> **RAW DATA**
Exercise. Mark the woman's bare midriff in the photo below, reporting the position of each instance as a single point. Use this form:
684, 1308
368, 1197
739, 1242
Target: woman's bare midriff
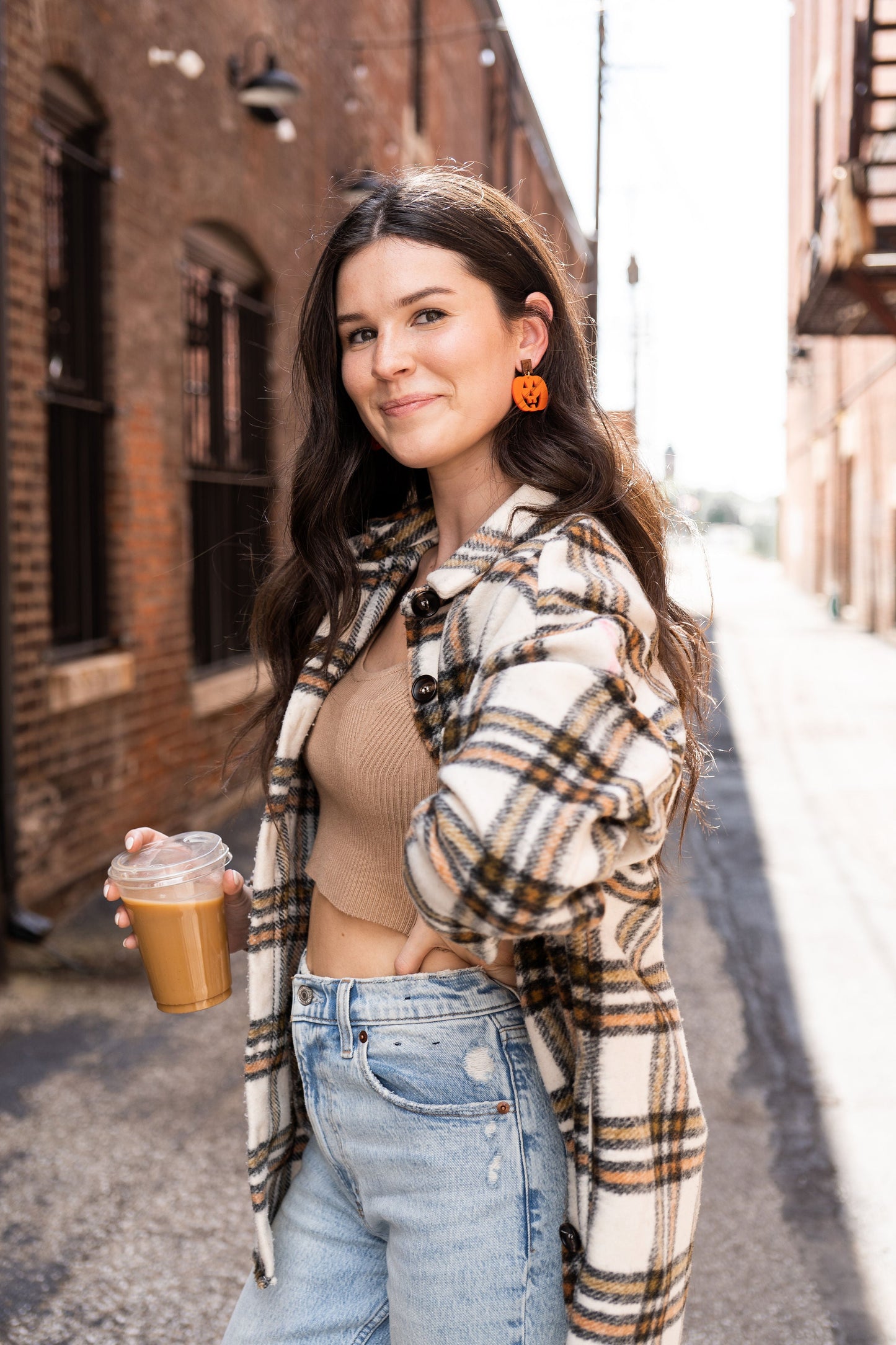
343, 946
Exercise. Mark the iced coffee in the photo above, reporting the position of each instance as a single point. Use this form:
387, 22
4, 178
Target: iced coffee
174, 892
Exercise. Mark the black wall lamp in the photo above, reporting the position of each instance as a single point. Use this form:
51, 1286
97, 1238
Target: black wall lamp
265, 94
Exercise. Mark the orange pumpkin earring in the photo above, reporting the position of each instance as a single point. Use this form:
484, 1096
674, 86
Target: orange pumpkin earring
530, 391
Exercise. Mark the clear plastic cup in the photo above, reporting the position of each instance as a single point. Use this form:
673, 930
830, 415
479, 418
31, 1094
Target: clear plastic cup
174, 892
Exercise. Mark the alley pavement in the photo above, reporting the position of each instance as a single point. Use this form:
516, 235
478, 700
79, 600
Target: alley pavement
124, 1210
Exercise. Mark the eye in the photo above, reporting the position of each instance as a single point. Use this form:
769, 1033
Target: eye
360, 335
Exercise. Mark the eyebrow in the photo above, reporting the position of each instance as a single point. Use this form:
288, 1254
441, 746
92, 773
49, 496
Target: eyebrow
399, 303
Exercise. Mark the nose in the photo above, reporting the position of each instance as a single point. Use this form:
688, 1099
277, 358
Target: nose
393, 355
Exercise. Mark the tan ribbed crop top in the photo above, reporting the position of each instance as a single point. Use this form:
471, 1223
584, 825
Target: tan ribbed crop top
371, 769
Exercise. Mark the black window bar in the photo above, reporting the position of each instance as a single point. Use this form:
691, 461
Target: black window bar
226, 428
77, 411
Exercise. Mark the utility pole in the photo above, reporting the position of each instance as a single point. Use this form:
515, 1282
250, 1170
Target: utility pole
633, 282
597, 182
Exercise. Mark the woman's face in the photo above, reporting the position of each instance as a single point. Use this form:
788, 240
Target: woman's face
428, 358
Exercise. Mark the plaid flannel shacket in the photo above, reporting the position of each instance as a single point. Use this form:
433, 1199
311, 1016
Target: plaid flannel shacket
559, 741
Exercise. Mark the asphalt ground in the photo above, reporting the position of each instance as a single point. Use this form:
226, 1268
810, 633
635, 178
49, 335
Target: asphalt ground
124, 1210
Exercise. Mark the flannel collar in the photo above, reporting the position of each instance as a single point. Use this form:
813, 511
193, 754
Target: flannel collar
398, 543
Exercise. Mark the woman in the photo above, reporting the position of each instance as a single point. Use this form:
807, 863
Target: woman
484, 702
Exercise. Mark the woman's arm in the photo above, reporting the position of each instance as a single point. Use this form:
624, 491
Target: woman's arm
562, 779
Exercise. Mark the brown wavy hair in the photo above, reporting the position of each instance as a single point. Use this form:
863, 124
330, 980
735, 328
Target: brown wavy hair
570, 450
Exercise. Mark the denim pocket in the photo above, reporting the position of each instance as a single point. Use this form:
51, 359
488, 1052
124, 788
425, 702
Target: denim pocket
440, 1067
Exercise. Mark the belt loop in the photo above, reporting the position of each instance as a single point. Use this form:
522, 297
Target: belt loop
343, 1017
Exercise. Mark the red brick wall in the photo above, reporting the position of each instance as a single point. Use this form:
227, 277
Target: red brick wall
841, 408
186, 153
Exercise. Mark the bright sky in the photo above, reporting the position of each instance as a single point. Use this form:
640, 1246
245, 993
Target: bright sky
693, 183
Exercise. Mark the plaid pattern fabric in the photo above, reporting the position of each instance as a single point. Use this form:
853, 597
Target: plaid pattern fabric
559, 744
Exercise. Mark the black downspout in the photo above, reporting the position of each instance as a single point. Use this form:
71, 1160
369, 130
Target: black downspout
7, 780
18, 924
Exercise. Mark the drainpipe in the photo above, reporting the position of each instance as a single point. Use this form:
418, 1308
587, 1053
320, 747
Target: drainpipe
18, 924
7, 783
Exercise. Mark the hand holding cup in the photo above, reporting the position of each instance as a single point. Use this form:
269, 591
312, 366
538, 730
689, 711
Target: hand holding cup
189, 912
237, 899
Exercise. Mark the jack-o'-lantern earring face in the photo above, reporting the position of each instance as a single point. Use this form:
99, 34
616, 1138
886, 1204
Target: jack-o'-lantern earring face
530, 391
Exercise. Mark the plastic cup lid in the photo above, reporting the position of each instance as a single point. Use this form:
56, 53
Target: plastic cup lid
172, 860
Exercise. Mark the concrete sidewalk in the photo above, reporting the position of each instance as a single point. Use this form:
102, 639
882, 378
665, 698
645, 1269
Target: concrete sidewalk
813, 710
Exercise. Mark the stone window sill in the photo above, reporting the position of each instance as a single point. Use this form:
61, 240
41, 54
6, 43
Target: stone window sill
222, 690
94, 678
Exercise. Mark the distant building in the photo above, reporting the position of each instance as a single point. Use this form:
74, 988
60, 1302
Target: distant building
157, 243
838, 517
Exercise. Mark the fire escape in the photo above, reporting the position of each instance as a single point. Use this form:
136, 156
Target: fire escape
852, 282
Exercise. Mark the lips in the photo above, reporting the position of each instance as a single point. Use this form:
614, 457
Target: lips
406, 405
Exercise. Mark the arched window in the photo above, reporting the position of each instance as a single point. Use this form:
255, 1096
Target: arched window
74, 181
226, 429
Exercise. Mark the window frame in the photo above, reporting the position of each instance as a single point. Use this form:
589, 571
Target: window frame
229, 479
74, 266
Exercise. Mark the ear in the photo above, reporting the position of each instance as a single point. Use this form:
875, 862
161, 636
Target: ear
534, 329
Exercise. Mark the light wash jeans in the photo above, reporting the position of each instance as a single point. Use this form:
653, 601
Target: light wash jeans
430, 1197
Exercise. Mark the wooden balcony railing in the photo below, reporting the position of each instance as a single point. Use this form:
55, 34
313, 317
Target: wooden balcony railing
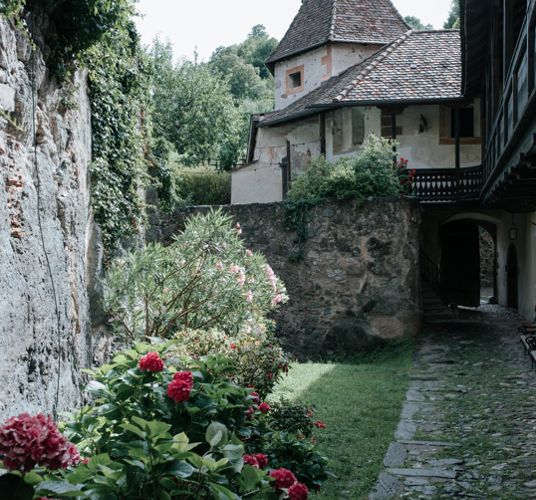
447, 184
516, 105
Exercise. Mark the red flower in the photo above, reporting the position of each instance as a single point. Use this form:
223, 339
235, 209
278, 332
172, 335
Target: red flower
262, 460
298, 491
27, 441
251, 460
180, 387
283, 478
151, 362
264, 408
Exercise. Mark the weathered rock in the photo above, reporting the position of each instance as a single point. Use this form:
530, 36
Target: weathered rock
45, 225
352, 284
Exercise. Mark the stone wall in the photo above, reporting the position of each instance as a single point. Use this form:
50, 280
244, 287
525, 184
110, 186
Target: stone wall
357, 282
43, 212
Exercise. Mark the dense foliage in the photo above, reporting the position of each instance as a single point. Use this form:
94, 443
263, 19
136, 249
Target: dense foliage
453, 21
202, 109
372, 172
203, 186
157, 429
205, 279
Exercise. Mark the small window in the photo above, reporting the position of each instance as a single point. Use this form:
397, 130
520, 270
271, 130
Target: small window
468, 126
467, 122
295, 80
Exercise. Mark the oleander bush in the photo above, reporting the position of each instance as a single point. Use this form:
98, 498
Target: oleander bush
156, 429
206, 278
371, 172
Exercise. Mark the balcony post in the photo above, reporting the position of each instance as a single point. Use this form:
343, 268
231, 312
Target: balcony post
457, 149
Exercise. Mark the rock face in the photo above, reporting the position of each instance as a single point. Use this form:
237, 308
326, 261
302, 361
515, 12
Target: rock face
353, 283
46, 233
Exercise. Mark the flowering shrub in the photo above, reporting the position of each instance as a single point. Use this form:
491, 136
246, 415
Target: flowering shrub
406, 176
370, 172
28, 441
258, 358
205, 279
139, 434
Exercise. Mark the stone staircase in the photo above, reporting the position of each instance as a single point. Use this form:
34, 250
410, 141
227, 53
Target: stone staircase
434, 308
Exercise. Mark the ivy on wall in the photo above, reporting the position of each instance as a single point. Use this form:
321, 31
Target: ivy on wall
100, 36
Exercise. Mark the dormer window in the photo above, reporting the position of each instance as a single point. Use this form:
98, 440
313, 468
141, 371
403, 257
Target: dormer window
295, 81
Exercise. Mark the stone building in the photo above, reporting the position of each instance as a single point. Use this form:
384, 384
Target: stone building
346, 69
461, 105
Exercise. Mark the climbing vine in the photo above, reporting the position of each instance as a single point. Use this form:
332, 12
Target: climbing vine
100, 36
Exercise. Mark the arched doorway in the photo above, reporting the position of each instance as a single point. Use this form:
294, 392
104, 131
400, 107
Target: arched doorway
512, 273
460, 263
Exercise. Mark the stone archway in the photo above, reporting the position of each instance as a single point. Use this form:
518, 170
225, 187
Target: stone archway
512, 277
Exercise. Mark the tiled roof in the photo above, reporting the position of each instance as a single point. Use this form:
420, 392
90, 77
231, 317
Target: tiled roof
418, 66
321, 21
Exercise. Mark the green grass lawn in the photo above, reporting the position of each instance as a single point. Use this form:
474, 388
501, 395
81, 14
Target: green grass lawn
360, 403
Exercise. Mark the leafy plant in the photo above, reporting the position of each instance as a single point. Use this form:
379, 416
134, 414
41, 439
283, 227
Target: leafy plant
204, 186
205, 279
370, 173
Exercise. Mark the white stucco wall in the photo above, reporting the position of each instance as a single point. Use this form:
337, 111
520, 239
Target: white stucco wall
318, 65
256, 184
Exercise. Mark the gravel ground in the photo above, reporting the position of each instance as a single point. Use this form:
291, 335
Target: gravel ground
468, 427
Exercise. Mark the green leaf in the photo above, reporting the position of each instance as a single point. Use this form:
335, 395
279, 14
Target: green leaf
136, 430
222, 493
13, 487
233, 452
216, 434
181, 469
32, 478
60, 488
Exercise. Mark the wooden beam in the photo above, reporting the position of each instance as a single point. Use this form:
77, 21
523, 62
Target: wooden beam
322, 125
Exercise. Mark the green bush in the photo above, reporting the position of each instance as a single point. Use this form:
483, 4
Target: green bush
257, 355
205, 279
144, 437
372, 172
204, 186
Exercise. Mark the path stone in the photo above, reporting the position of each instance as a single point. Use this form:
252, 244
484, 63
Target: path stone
472, 395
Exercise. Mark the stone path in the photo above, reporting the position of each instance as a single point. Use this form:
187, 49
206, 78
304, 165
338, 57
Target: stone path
468, 426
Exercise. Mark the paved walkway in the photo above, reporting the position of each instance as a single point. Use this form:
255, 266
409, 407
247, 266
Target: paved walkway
468, 426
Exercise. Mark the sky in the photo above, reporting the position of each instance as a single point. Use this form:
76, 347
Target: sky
204, 25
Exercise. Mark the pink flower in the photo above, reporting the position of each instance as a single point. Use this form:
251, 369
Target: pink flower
277, 299
234, 269
27, 441
283, 478
151, 362
262, 460
264, 408
298, 491
180, 387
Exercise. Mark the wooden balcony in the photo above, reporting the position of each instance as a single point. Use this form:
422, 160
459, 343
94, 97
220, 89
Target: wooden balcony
447, 185
510, 156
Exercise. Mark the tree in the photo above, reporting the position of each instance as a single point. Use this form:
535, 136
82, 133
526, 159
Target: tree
453, 21
193, 109
416, 24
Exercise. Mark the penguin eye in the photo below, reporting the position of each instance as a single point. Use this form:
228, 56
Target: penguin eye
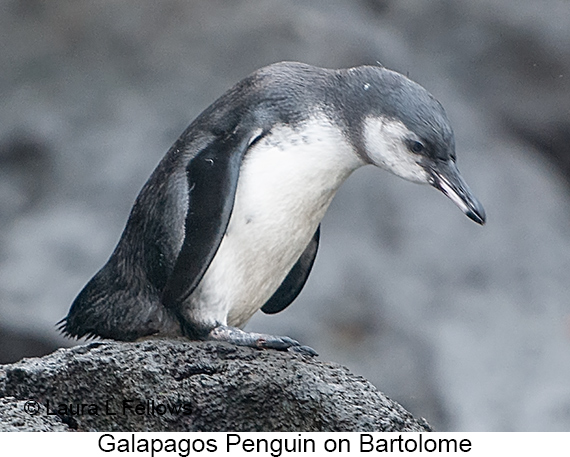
416, 147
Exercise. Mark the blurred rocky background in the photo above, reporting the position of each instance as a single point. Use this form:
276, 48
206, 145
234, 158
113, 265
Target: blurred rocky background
464, 325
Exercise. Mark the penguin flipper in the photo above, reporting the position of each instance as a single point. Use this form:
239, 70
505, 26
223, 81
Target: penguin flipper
212, 177
295, 280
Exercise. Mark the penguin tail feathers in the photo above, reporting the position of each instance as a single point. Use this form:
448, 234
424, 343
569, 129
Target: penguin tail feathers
110, 308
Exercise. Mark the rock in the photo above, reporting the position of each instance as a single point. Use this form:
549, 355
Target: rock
176, 385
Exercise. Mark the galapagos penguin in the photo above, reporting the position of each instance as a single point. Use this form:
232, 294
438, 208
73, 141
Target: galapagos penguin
228, 223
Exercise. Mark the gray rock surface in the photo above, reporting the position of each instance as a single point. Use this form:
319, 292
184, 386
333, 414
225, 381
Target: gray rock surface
175, 385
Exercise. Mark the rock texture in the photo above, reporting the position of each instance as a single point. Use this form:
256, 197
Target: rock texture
169, 385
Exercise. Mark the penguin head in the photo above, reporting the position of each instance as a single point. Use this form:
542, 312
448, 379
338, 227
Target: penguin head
405, 130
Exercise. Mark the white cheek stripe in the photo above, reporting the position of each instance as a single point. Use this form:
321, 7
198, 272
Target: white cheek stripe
384, 142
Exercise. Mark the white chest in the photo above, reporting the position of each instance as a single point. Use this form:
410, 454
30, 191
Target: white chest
286, 184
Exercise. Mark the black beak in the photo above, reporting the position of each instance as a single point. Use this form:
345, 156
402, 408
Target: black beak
446, 178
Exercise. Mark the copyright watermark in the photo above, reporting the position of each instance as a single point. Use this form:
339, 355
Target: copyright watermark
125, 407
32, 407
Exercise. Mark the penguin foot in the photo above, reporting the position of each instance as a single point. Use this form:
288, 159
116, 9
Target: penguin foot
258, 340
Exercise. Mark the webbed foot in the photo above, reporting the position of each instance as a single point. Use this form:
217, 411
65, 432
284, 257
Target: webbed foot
258, 340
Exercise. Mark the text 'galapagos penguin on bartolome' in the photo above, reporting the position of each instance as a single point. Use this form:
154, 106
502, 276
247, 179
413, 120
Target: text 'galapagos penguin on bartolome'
276, 447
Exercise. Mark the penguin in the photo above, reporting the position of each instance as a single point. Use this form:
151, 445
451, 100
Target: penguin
229, 221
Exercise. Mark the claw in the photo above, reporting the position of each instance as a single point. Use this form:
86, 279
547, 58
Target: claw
304, 350
258, 340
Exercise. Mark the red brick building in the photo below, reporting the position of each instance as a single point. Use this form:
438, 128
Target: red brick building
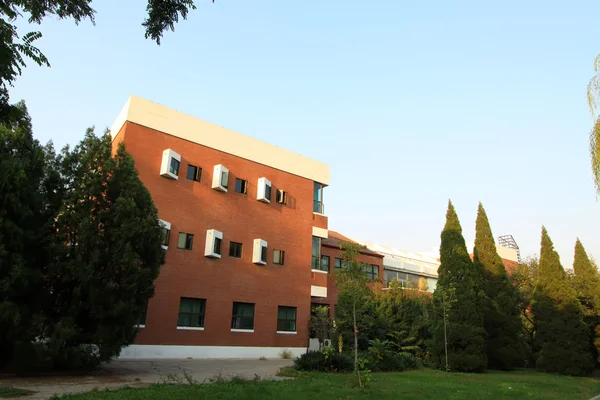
331, 256
239, 218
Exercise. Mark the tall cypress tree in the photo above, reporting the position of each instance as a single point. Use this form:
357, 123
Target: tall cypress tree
587, 285
25, 220
502, 317
562, 338
459, 303
107, 255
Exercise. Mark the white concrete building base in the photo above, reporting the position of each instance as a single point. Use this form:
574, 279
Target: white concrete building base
143, 352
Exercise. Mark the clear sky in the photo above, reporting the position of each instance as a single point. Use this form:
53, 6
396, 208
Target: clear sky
411, 103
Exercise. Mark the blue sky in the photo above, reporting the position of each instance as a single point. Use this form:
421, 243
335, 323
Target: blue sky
410, 103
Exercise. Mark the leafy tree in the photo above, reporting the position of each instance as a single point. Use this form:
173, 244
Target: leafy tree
501, 319
407, 315
25, 219
587, 285
524, 278
162, 16
459, 304
561, 338
353, 290
321, 324
106, 251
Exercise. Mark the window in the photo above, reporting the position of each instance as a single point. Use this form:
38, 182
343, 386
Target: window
372, 271
340, 264
286, 319
318, 309
186, 240
263, 254
281, 196
224, 179
259, 252
235, 249
169, 167
220, 178
217, 246
316, 251
278, 257
242, 316
165, 233
241, 186
141, 321
191, 312
174, 166
263, 192
318, 199
194, 173
325, 263
212, 247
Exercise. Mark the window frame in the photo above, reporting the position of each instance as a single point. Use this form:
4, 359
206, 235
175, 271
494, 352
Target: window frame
327, 264
318, 206
189, 240
236, 318
172, 170
217, 246
233, 246
282, 322
196, 174
316, 258
264, 254
280, 260
200, 314
224, 180
281, 197
243, 183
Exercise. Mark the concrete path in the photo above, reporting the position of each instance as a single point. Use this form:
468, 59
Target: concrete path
141, 373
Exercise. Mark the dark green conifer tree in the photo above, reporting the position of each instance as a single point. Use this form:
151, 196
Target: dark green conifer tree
502, 321
24, 223
586, 283
561, 340
107, 255
459, 303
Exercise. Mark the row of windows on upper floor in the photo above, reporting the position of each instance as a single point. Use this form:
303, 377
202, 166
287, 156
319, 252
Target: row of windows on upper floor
321, 263
213, 245
171, 162
371, 270
192, 312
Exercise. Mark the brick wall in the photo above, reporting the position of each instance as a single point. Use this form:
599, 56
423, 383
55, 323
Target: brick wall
194, 207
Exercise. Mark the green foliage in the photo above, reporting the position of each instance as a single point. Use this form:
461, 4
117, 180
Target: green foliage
561, 338
504, 347
459, 301
404, 316
79, 249
327, 361
106, 253
320, 324
586, 283
524, 278
25, 220
353, 288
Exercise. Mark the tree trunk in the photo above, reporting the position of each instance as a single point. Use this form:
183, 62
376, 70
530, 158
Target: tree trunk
356, 369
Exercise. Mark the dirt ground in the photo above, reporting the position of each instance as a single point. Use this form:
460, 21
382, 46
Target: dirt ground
134, 373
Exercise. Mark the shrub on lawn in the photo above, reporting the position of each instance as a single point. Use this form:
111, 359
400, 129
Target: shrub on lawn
310, 361
320, 361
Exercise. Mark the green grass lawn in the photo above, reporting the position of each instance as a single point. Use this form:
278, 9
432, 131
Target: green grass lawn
421, 384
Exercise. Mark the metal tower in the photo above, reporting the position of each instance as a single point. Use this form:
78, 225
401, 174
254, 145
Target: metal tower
509, 241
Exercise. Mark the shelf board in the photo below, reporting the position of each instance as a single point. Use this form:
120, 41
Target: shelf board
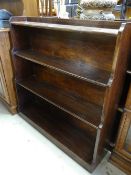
69, 28
60, 131
73, 104
76, 68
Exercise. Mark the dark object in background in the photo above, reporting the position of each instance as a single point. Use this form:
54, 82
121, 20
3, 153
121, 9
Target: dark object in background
5, 15
4, 18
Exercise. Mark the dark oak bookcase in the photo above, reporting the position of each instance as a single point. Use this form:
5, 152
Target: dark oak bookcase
69, 76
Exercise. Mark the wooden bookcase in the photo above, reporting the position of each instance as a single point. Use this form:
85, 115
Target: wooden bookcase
69, 76
121, 155
7, 89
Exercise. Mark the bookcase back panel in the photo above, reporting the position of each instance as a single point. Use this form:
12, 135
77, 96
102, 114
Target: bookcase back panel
93, 49
72, 94
71, 133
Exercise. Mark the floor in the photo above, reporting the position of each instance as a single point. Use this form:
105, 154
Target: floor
24, 151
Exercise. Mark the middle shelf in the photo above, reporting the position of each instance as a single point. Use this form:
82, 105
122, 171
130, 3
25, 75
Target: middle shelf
72, 95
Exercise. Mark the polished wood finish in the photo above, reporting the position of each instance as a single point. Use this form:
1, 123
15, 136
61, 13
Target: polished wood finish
74, 67
7, 92
121, 155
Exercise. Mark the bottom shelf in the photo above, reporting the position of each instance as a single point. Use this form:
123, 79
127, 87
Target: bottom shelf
72, 136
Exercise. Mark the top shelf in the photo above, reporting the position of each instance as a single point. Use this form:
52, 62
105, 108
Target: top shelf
78, 69
69, 28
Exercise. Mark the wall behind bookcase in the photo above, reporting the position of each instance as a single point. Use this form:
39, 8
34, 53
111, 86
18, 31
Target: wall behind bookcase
20, 7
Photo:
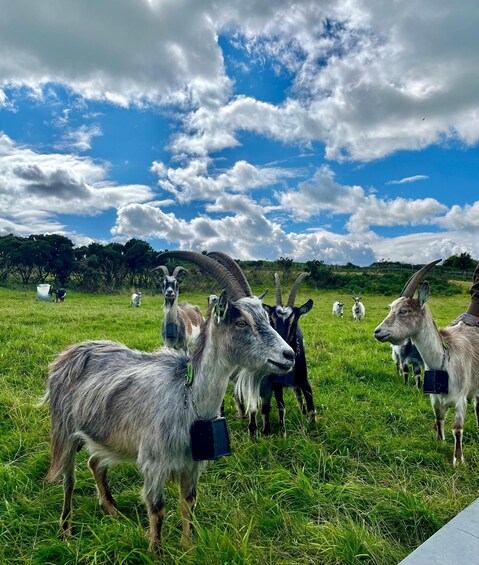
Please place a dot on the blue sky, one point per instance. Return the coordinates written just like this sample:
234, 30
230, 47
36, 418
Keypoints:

> **EXERCISE**
Retype the lines exactly as they appear, beginning with the line that contains "Exercise. Mark the middle" and ending with the final line of the entries, and omit the pictures.

> **CORRECT ANSWER**
Exercise. Mark the middle shelf in the photo above, reporting the position of each instance as a single point. Use this form:
82, 105
122, 171
130, 3
25, 75
Target: middle shelf
72, 95
Exercise. Mark the polished wood finish in the photo above, reporting the position of each instance as a single point. Use this form:
1, 123
15, 136
61, 13
Target: polished wood finish
74, 67
7, 92
121, 155
Exercise. Mark the bottom shelf in the photo above, reporting the position of each instance as a single point. Use this form:
123, 79
127, 87
Target: bottom shelf
72, 136
Exercise. Mark the top shelf in the photo above, reporting the position of each instance as a single point. Use this form:
52, 62
105, 108
Target: top shelf
78, 69
69, 28
Exercise. Mark the wall behind bookcase in the photo above, reporting the position of each instance as a single point. Use this form:
39, 8
34, 53
111, 86
18, 31
Target: wall behind bookcase
20, 7
Photo:
Please place a dot on the blue sky, one point per instance. Return the coordinates written just like this sample:
234, 30
230, 47
36, 418
Keypoints:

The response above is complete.